• _What the exercise asks_:
Return each of the items below verbatim, line for line, without changing anything.

##### Data listing #####

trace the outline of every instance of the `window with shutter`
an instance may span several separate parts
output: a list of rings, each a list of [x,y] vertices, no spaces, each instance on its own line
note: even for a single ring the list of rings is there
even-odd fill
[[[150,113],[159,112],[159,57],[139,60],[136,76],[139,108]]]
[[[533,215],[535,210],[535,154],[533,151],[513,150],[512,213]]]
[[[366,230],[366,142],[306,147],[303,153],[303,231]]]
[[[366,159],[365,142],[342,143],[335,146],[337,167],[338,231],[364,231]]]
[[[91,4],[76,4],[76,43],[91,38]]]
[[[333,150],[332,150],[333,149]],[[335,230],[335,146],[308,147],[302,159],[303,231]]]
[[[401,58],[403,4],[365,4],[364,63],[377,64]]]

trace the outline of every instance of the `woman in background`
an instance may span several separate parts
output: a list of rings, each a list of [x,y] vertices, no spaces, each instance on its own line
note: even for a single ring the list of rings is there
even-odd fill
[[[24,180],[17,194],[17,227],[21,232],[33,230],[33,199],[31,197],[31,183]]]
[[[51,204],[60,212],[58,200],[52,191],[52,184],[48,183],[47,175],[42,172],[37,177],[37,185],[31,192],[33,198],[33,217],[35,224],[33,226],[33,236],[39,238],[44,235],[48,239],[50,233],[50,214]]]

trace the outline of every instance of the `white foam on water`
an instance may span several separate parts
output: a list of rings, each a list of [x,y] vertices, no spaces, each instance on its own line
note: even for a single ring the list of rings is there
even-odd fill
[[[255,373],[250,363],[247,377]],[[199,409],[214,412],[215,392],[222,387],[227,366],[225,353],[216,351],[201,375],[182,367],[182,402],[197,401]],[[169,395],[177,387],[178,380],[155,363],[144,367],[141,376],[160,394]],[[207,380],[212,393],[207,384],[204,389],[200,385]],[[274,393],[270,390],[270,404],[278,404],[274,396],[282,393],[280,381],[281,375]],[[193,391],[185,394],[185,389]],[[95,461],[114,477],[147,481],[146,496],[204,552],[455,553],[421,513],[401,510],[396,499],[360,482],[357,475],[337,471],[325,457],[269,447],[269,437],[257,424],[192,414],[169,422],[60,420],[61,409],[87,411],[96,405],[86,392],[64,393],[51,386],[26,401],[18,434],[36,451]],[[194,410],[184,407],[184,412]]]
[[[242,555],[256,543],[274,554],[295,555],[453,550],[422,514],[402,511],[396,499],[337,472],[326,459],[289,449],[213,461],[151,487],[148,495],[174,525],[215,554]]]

#####

• _Written response_:
trace the outline of every instance of the `window with shutter`
an instance may span several separate parts
output: a list of rings, each a list of [x,y] vertices, no spaces, each instance on its own line
note: even for a single ring the list of rings is there
even-odd fill
[[[150,113],[159,112],[159,57],[139,60],[136,76],[139,108]]]
[[[533,215],[535,210],[535,154],[533,151],[513,150],[512,213]]]
[[[366,230],[366,142],[306,147],[303,153],[303,231]]]
[[[366,159],[365,142],[342,143],[335,146],[337,167],[338,231],[364,231]]]
[[[91,4],[76,4],[76,43],[91,38]]]
[[[333,150],[332,150],[333,149]],[[335,230],[335,146],[308,147],[302,159],[303,231]]]
[[[401,58],[403,4],[365,4],[364,63],[377,64]]]

trace the outline of every instance of the `woman in background`
an instance may span several separate parts
output: a list of rings, each a list of [x,y] vertices, no spaces, each instance on its own line
note: even for a single ring the list of rings is there
even-odd fill
[[[24,180],[17,194],[17,227],[21,232],[33,230],[33,199],[31,197],[31,183]]]
[[[51,204],[60,212],[58,200],[52,191],[52,184],[48,183],[47,175],[42,172],[37,177],[37,185],[31,192],[33,198],[33,217],[35,224],[33,226],[33,236],[39,238],[44,235],[48,239],[50,233],[50,214]]]

trace the outline of every instance of the `white foam on water`
an instance may span several separate parts
output: a list of rings, each a list of [x,y] vertices, no spaces, each instance on its own line
note: even for a single ring the list of rings is there
even-odd fill
[[[255,373],[250,363],[247,377]],[[199,409],[214,412],[215,392],[222,387],[227,366],[225,353],[216,351],[201,375],[182,367],[182,402],[197,401]],[[169,395],[177,387],[178,380],[155,363],[144,367],[141,376],[160,394]],[[207,380],[212,393],[207,384],[204,389],[200,385]],[[274,393],[270,390],[270,404],[278,404],[274,396],[282,393],[280,381],[281,375]],[[193,391],[185,394],[185,389]],[[95,461],[114,477],[147,481],[146,496],[204,552],[455,553],[421,513],[401,510],[396,499],[360,482],[357,475],[337,471],[325,457],[269,447],[269,437],[257,424],[192,414],[169,422],[60,420],[61,409],[87,411],[96,405],[86,392],[64,393],[51,386],[26,401],[18,434],[36,451]],[[194,410],[184,407],[184,412]]]
[[[242,555],[256,543],[274,554],[295,555],[453,550],[422,514],[402,511],[396,499],[337,472],[326,459],[289,449],[213,461],[151,487],[148,495],[174,525],[215,554]]]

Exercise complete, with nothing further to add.